- [QUOTED TEXT]:
......
I am reading Probability and Computing, by Mitzenmacher and Upfal, and the exercise 1.24 asks for a generalized algorithm for finding the cut-set of a Graph.

In this generalized version, instead of finding a set of edges that would break the graph into two components, it would break it in r components. The approach used for the 2-way cut-set is to contract edges until only two vertices remain, and treat the edges remaining as the cut-set $C$.

The question then is

Explain how the randomized min-cut algorithm can be used to find minimum r-way cut-sets, and bound the probability that it succeeds in one iteration.

My idea is to instead of stopping when there are r vertices remaining, instead of 2. But I am unable to bound its success probability. A possible approach would be to find the probability of contracting an edge $\in C$. To do so, I define $|C|=k$, and based on that, $d(v)\ge k-r+2$, $\forall v \in V$. Thus, $|E|\ge \frac{(k-r+2) \cdot (n)}{2}$. But i can't remove this $k$ from the equation latter...

Any ideas here?

  • $\begingroup$ "I define $|C|=k$, and based on that, $d(v)\ge k-r+2$, $\forall v \in V$." If you have tried with a few simple nontrivial examples, you should have found the above is not correct. For example, for the complete graph of 4 vertices, we need to remove all 6 edges to have 4 components. $r=4$, $k=6$, $d(v)=3\lt 4 =k-r+2$. $\endgroup$
    – John L.
    Commented Mar 29, 2019 at 22:18

1 Answer 1


Your idea of stopping when there are $r$ vertices remaining is the correct approach. Now let us see how to bound the success probability of contracting one arbitrary edge not in a fixed $r$ way cut-sets.

Denote the graph by $(V,E)$ with $n=|V|$ and $m=|E|$.

Lemma: Let $C$ be an $r$-way minimum cut. The probability that a randomly selected edge is not in $C$ is at least $$\frac{(n-r+1)(n-r)}{n(n-1)}.$$

Proof: Let us count the number of elements in the following sets.
......
- [GIVEN MATERIAL]:
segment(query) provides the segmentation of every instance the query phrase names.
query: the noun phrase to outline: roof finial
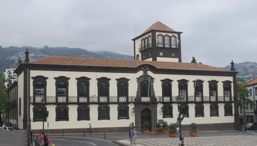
......
- [GIVEN TASK 1]:
List every person named in the min-cut thread, giving each name as the thread writes it.
- [GIVEN TASK 2]:
In the min-cut thread, copy everything from "Commented Mar 29, 2019" down to "fixed $r$ way cut-sets.".

- [FINAL ANSWER 1]:
Mitzenmacher
Upfal
John L.

- [FINAL ANSWER 2]:
Commented Mar 29, 2019 at 22:18

1 Answer 1


Your idea of stopping when there are $r$ vertices remaining is the correct approach. Now let us see how to bound the success probability of contracting one arbitrary edge not in a fixed $r$ way cut-sets.